Tarea a realizar →
Indica si cada afirmación concuerda con el artículo sobre Francesc Català-Roca que figura más abajo. Responde sí o no y cita literalmente las palabras decisivas: (a) El archivo del fotógrafo reúne 180.000 fotografías. (b) Los herederos vendieron el archivo al Colegio de Arquitectos de Cataluña. (c) Las fotografías inéditas se expondrán en una galería de Barcelona.

Texto proporcionado →
EL PAÍS, 23-03-2008
Fotografías inéditas del maestro Francesc Català-Roca retratan la España de los años cincuenta
ÁNGEL S. HARGUINDEY - Madrid - 23/03/2008
"Yo pensé que había nacido en un momento inoportuno; ahora veo que no. Era la plenitud del blanco y negro, y el inicio de las miles de posibilidades del color. Fueron unos momentos en que nos habíamos acostumbrado a ver la realidad en blanco y negro. Hasta entonces todo había sido color en los cuadros, en los retablos, pero la fotografía nos dio una realidad cromática diferente con la que hacíamos lo que los pintores: retratos. Y hasta la II Guerra Mundial nosotros hacíamos lo que los pintores", así se explicaba Francesc Català-Roca (1922-1998), uno de los fotógrafos esenciales de un tiempo y un país en el que han surgido un importante número de extraordinarios fotógrafos.
Una parte inédita de esa plenitud en blanco y negro podrá verse a partir del martes en la galería Tiempos Modernos de Madrid. Procede de su ingente archivo -180.000 fotografías y 17.000 hojas de contacto- que sus herederos han cedido temporalmente al Colegio de Arquitectos de Cataluña para clasificar, conservar, restaurar y difundir. A ello habrá que añadir que la España que refleja, la de los años cincuenta, era también un país de blancos y negros, con pocos o ningún matiz de color.
Una España que salía lentamente de la autarquía, que aún no había recibido un turismo internacional que tanto cambiaría la vida cotidiana, con sabor a pobreza y represión por más que algunos señoritos consideraran que era una época dorada: "Ya no quedan aquellos camareros maravillosos que teníamos, que les pedíamos un cortado, un no sé qué, mi tostada con crema, la mía con manteca colorada, cerdo, y a mí uno de boquerones en vinagre y venían y te lo traían rápidamente y con una enorme eficacia", comentó recientemente el ex ministro del PP Miguel Arias Cañete sobre una comanda que, dicho sea de paso, equivalía al menú de fin de semana de una familia sin tantos posibles, por ejemplo la del maravilloso camarero.

Filas almacenadas →
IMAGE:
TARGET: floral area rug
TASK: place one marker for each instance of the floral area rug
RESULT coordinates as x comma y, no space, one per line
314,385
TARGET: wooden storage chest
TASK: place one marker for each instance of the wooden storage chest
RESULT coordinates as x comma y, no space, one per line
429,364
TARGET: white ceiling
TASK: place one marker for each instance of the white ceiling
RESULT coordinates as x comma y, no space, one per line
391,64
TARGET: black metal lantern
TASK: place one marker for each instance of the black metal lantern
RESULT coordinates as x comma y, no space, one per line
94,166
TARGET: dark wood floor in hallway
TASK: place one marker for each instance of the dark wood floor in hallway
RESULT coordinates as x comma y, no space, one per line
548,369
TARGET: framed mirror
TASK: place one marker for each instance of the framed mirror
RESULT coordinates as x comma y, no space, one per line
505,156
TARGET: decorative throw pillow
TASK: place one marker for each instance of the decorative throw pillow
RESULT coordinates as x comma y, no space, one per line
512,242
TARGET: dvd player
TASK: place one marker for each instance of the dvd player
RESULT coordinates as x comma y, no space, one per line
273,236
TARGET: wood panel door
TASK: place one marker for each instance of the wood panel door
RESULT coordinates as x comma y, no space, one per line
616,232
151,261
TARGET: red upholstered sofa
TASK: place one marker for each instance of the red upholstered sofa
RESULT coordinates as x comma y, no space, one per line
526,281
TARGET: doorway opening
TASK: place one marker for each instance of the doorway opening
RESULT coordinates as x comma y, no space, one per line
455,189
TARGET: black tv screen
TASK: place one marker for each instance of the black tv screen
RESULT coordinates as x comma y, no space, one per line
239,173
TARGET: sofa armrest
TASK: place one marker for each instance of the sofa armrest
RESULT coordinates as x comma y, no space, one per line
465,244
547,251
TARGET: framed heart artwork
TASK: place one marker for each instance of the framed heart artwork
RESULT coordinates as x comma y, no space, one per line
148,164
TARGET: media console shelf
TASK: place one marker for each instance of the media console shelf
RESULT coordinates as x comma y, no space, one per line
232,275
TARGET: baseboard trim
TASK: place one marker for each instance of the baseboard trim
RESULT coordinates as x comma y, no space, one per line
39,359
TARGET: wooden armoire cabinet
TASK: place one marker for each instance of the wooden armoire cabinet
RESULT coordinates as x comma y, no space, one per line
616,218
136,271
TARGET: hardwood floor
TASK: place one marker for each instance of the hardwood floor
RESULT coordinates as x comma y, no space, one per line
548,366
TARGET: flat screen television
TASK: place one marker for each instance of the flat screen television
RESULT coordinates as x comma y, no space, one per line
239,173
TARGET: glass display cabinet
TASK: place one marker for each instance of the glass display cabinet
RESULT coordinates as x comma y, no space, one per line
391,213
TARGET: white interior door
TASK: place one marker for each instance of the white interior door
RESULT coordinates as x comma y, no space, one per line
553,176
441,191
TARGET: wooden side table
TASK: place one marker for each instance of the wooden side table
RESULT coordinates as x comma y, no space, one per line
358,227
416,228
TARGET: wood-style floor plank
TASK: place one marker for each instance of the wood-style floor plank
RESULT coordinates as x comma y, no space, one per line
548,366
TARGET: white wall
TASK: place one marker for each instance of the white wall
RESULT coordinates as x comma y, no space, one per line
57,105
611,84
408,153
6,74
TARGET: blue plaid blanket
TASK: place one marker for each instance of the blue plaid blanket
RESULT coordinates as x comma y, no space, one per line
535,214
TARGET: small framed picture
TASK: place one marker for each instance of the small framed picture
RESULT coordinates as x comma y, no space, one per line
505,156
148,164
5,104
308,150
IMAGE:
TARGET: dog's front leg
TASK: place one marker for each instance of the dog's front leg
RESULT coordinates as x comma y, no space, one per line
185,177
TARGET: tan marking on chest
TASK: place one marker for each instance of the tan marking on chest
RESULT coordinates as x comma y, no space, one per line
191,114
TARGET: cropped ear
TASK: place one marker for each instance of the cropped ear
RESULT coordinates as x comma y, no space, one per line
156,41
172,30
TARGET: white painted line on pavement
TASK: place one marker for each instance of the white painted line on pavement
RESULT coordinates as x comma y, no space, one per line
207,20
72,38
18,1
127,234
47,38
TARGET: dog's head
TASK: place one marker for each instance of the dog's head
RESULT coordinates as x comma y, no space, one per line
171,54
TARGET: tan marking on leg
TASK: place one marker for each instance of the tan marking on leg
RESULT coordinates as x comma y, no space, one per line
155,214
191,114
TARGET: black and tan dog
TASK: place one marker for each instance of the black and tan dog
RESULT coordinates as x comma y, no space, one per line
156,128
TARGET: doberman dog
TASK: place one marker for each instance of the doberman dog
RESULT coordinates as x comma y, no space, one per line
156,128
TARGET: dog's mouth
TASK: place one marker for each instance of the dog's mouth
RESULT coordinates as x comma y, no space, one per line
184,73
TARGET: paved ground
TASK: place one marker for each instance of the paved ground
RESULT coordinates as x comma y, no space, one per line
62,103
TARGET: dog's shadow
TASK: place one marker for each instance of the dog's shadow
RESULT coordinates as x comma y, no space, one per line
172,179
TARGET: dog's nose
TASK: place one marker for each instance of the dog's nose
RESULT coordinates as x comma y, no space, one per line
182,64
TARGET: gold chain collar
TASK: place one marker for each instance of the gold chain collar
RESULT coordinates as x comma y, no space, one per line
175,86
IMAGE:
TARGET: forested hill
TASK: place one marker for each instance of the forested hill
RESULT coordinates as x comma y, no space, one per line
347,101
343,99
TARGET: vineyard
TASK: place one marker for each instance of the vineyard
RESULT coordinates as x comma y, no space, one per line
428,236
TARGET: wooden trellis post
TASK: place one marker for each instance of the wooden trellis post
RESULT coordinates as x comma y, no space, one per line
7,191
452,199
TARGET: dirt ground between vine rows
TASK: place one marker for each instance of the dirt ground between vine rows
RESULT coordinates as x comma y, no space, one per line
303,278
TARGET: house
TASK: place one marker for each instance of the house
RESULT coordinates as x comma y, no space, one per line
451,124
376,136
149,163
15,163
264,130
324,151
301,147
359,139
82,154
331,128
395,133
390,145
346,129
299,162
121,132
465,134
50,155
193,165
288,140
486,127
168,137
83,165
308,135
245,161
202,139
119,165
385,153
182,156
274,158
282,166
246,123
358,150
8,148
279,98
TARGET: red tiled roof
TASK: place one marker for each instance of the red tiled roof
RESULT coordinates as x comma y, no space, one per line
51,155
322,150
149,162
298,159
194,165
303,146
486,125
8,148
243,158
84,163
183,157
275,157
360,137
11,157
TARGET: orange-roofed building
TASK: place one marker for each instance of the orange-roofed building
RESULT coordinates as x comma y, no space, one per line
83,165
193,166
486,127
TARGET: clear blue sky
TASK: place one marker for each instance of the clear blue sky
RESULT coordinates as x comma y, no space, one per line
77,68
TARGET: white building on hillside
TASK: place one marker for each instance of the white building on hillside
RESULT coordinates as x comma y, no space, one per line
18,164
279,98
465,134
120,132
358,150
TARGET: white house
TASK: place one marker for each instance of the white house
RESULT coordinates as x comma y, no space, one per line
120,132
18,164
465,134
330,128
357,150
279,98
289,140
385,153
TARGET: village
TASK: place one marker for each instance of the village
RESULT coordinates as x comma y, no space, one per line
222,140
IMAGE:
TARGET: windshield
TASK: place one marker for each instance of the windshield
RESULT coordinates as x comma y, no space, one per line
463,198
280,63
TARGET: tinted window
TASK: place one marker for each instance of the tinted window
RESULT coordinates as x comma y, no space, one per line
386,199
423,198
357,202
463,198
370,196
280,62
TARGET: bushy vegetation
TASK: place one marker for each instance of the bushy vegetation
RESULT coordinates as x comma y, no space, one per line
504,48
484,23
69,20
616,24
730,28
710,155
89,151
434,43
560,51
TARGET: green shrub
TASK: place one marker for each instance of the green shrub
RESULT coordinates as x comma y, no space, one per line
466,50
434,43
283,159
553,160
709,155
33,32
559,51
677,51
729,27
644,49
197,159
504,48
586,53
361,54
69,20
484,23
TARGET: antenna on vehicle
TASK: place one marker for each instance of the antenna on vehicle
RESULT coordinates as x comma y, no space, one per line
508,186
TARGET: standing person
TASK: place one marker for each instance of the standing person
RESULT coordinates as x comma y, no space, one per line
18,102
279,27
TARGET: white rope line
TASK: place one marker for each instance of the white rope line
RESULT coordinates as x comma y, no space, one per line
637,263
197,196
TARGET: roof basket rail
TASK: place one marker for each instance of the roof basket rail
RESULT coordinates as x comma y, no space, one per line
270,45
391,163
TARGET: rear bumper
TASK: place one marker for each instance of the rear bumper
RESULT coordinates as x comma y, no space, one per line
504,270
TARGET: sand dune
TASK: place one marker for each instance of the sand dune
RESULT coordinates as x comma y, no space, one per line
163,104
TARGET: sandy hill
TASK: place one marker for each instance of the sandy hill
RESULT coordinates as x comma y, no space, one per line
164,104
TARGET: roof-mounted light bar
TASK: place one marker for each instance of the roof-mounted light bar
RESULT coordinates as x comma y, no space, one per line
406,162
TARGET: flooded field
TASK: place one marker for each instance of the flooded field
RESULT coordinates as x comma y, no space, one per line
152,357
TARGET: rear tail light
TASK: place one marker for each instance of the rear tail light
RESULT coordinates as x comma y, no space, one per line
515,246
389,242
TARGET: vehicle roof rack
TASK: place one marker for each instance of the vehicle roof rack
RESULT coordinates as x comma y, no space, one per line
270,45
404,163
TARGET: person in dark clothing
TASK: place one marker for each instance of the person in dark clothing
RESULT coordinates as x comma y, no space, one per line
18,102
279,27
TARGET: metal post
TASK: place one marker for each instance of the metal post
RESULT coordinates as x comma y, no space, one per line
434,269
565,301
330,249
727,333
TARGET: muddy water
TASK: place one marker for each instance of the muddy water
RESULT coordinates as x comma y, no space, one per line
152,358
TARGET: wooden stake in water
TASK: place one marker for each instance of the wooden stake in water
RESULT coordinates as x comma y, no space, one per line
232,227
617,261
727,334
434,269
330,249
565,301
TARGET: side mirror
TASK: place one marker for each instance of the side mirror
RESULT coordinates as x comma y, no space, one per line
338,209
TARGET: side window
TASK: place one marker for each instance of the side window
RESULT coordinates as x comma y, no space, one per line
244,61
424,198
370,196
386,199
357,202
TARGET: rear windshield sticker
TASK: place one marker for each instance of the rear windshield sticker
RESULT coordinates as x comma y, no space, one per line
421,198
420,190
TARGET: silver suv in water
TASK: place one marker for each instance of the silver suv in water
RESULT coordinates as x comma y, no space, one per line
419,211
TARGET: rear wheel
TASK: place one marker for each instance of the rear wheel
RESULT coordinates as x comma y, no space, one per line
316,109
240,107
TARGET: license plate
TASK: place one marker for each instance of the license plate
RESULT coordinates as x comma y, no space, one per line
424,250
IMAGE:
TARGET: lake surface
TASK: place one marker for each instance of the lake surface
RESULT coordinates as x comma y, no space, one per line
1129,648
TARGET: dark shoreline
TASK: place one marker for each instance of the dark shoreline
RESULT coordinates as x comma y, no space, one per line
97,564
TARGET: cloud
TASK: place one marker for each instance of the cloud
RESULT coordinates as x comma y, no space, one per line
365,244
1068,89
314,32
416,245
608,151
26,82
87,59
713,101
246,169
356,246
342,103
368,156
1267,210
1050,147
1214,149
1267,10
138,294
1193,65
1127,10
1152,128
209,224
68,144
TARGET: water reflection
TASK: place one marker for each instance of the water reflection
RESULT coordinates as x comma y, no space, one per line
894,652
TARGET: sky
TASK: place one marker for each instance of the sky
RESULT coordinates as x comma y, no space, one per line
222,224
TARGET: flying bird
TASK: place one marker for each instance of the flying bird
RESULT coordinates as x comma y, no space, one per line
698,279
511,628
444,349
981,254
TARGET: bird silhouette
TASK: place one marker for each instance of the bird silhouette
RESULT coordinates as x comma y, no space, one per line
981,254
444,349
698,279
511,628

Respuesta redactada →
(a) Sí: "180.000 fotografías y 17.000 hojas de contacto".
(b) No: "sus herederos han cedido temporalmente al Colegio de Arquitectos de Cataluña".
(c) No: "en la galería Tiempos Modernos de Madrid".